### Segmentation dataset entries
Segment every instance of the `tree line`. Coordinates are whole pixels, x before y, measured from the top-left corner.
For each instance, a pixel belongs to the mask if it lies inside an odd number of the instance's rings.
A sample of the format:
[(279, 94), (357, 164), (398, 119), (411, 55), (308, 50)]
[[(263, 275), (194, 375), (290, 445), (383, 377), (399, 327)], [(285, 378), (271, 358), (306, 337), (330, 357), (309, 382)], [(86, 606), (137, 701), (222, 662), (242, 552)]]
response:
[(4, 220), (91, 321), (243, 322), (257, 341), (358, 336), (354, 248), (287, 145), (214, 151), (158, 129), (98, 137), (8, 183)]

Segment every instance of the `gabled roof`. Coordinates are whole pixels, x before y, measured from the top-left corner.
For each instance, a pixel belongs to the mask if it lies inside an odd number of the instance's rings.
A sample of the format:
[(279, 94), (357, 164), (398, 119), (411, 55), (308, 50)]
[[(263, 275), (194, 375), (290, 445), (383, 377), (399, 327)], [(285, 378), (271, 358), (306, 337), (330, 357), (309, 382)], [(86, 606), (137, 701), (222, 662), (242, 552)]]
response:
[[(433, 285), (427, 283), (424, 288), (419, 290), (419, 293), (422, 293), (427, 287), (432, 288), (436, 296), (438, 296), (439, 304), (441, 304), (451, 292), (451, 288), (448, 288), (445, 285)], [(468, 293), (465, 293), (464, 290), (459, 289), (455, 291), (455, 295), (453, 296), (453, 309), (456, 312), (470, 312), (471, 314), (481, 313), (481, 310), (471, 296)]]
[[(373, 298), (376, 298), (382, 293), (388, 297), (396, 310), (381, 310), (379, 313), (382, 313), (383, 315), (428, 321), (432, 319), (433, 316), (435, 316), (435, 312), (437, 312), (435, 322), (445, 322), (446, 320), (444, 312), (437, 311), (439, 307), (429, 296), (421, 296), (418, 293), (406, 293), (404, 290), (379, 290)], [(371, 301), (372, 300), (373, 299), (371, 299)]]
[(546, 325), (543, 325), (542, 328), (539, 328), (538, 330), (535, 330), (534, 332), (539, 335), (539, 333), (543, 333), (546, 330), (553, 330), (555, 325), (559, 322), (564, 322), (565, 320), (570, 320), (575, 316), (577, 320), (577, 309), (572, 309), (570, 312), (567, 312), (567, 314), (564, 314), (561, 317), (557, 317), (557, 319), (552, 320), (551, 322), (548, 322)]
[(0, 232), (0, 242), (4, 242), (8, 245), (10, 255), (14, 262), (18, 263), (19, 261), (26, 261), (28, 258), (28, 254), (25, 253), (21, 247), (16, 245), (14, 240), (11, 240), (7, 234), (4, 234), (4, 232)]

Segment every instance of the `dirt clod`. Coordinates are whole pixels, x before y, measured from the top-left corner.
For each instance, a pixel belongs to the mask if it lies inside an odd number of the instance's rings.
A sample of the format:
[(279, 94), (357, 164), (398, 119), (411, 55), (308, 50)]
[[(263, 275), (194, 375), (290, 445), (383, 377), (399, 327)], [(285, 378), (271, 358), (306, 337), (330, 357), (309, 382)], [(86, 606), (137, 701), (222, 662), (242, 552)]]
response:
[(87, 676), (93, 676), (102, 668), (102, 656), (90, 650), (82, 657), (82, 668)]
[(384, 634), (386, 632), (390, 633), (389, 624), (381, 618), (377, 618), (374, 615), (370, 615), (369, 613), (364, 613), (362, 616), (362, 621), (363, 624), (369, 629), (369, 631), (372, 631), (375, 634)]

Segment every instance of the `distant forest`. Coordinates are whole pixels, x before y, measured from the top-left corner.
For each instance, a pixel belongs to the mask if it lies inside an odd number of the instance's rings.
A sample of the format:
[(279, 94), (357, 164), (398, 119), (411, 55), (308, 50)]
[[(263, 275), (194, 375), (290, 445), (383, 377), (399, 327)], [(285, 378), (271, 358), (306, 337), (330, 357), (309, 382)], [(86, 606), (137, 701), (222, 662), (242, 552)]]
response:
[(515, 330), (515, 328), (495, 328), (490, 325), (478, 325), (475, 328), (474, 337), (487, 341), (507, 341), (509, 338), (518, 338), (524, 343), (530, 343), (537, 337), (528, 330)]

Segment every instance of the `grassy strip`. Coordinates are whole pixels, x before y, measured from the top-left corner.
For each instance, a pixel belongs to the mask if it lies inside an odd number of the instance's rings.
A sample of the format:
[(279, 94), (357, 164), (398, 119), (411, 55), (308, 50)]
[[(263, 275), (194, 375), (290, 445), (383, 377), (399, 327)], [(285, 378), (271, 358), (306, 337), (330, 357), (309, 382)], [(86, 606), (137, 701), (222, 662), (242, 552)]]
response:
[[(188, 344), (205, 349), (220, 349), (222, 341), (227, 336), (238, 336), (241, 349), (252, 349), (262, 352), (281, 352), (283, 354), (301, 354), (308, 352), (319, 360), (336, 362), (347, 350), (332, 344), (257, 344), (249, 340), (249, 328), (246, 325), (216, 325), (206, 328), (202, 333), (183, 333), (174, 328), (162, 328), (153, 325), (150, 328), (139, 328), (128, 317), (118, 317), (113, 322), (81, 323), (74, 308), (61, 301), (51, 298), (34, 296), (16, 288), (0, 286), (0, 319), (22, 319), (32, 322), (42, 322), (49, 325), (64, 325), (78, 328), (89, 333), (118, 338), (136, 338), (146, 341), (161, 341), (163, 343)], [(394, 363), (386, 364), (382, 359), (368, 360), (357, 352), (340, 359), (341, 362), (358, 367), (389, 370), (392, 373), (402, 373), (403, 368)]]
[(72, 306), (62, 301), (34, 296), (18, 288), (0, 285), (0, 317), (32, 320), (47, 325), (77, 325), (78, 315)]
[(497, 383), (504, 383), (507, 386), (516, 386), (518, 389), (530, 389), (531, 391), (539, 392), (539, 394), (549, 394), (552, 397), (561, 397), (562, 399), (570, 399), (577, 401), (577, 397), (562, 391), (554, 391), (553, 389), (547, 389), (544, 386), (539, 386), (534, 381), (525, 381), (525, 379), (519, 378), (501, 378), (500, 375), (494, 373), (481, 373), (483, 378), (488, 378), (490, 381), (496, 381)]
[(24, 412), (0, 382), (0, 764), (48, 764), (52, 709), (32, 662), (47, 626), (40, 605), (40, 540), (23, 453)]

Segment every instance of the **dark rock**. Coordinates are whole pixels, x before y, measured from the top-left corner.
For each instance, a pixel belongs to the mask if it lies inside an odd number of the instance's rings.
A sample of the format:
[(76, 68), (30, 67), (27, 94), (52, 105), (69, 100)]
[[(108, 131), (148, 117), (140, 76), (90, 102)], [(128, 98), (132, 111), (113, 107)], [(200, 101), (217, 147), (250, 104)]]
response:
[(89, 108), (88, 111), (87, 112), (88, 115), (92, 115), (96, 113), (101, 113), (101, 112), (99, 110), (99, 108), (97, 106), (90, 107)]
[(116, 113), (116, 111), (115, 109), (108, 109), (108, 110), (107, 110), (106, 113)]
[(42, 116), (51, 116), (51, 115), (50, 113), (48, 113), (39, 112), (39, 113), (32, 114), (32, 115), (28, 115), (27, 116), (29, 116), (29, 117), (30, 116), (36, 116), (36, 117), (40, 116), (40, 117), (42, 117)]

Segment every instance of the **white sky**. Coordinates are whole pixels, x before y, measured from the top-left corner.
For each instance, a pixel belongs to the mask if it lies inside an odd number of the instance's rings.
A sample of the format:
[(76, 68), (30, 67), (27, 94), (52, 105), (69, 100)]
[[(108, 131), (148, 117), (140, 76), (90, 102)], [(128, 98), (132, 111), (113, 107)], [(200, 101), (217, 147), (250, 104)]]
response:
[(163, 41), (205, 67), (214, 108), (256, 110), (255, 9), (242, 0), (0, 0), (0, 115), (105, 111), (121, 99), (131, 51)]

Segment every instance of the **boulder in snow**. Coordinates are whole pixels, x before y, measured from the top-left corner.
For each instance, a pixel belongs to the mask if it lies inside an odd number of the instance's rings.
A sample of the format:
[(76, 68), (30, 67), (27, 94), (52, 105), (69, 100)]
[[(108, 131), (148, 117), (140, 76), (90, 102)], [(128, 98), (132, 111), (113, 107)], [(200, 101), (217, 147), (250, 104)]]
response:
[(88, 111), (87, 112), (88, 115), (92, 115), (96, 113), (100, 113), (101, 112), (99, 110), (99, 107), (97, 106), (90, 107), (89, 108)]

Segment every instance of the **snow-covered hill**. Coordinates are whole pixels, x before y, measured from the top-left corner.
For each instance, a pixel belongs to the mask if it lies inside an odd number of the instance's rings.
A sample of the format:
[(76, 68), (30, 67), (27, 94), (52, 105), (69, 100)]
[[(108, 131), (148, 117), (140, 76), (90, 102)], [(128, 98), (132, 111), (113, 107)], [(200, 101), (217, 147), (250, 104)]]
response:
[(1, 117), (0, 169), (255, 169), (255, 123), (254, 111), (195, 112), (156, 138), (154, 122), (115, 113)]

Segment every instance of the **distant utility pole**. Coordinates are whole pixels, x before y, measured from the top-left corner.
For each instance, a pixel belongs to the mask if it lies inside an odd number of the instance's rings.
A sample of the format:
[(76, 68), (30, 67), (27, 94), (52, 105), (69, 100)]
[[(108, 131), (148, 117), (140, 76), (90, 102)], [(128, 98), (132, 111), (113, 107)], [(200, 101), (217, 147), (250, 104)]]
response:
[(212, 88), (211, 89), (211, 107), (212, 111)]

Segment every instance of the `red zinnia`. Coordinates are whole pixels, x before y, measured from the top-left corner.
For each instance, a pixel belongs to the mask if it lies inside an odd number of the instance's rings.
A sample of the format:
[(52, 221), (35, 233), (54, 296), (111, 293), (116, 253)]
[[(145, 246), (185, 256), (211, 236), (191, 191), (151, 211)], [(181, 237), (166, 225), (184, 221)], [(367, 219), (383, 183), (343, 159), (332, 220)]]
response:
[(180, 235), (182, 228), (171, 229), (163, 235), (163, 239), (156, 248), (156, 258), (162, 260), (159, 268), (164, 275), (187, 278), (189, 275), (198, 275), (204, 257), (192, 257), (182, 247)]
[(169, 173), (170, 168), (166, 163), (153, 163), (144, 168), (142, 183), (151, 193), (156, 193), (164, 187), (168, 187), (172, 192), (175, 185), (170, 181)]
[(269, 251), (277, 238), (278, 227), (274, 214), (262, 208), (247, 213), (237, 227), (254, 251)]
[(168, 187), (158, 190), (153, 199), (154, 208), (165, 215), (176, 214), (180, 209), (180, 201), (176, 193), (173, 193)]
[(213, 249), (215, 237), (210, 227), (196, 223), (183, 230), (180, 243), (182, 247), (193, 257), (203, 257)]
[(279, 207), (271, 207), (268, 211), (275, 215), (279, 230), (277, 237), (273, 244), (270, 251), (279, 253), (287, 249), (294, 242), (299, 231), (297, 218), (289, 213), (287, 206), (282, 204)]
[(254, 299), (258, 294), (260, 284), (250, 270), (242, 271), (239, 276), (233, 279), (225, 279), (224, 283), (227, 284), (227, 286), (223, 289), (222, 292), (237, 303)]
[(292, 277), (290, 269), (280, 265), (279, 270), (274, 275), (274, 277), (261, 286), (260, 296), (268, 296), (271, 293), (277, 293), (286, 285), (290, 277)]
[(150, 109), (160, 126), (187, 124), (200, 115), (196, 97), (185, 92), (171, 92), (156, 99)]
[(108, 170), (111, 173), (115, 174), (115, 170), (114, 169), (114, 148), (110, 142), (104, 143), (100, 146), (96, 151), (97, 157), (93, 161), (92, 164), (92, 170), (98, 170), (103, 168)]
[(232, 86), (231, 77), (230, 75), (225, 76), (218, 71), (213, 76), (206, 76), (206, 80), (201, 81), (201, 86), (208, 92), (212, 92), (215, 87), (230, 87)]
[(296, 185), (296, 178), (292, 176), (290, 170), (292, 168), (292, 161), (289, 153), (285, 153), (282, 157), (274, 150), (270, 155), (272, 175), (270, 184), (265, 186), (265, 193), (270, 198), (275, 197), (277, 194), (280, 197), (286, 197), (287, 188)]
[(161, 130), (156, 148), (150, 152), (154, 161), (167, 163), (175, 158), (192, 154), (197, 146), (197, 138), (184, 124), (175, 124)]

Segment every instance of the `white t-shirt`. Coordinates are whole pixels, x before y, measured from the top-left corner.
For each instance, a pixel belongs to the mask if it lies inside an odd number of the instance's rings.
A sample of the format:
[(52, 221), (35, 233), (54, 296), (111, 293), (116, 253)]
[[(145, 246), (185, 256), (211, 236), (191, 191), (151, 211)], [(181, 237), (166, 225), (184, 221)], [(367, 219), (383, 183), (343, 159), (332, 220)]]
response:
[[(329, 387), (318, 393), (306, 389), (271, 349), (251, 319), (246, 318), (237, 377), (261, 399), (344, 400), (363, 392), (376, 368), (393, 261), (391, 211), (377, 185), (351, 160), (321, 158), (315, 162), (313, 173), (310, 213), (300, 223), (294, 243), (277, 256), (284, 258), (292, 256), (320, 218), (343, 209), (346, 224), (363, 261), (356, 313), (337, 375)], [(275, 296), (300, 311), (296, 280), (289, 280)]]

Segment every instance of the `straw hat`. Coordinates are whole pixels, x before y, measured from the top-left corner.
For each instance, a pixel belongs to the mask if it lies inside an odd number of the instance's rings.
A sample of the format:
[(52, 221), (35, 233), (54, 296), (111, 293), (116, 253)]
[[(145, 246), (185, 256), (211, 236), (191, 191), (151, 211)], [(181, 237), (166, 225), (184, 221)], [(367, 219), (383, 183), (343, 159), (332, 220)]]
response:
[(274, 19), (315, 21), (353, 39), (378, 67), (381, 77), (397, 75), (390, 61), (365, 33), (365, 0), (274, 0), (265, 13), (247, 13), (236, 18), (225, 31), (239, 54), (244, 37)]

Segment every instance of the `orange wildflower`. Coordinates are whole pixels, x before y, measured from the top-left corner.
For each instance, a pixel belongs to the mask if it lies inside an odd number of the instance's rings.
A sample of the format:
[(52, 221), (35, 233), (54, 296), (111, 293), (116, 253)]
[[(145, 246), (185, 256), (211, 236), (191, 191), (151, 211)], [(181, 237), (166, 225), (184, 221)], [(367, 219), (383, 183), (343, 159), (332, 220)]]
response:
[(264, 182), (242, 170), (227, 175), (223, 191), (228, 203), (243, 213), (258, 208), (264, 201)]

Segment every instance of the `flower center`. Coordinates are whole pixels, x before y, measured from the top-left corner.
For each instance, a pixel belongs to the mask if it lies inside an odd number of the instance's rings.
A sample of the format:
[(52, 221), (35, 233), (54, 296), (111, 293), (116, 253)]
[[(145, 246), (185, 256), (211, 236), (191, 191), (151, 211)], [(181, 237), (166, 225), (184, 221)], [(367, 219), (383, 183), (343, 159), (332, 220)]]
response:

### Exercise requirements
Print the entries from the very start through the line that contains "137), (8, 183)]", including that line, reproduced without a single change.

### Solution to the exercise
Segment every instance of the `tree line`. Coordinates are whole pixels, x before y, measured from the top-left corner.
For each instance, a pixel belongs to the mask if it lies inside an odd number of the instance's rings.
A sample of the format:
[(279, 94), (357, 164), (398, 119), (411, 55), (308, 50)]
[[(263, 275), (194, 375), (290, 445), (383, 377), (399, 327)], [(285, 378), (271, 358), (306, 337), (330, 357), (309, 382)], [(86, 606), (137, 701), (222, 662), (242, 552)]]
response:
[(4, 220), (91, 321), (243, 322), (257, 341), (358, 336), (354, 248), (287, 145), (214, 151), (158, 129), (98, 137), (8, 183)]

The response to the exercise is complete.